Supplied material:

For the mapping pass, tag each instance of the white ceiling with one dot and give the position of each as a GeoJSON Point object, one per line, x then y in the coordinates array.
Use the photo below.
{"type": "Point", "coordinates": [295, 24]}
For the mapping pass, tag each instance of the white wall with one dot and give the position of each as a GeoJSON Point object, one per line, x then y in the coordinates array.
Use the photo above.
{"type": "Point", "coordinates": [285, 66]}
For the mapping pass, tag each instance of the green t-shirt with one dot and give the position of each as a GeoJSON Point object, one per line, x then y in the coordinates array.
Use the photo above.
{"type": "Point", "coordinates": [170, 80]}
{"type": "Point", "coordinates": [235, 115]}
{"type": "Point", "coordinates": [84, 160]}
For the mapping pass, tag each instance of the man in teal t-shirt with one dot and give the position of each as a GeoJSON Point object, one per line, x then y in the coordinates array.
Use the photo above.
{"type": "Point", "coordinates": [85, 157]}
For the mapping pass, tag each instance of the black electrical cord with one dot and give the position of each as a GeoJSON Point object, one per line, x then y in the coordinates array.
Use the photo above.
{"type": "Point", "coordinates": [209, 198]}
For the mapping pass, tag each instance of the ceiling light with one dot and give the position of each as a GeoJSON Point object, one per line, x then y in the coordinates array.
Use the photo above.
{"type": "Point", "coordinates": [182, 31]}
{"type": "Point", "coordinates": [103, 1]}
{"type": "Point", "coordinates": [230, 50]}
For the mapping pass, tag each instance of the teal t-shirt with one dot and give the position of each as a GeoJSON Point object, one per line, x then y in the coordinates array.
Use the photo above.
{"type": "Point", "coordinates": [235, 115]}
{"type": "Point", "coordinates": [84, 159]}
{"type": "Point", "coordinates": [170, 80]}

...

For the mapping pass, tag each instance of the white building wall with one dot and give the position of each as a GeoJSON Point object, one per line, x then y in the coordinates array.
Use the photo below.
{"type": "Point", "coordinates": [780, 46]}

* * *

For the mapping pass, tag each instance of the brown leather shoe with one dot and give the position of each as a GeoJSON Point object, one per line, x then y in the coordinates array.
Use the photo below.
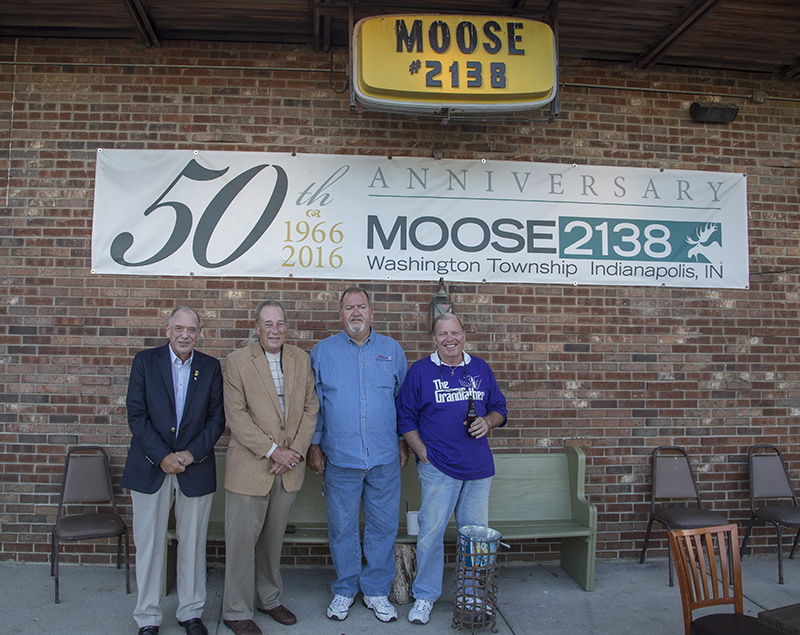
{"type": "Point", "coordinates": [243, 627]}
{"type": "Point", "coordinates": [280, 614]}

Task:
The word to look for is "ceiling"; copy out every line of the entries that holds it.

Response to this exercise:
For the mapping pass, tag each instance of the white ceiling with one dot and give the position of each as a GeoJSON Point object, one per line, x then y in the coordinates array.
For the mapping pass, tag each instance of the ceiling light with one dot and give the position of each as a GeoJSON Point object, one per line, x then y in the coordinates array.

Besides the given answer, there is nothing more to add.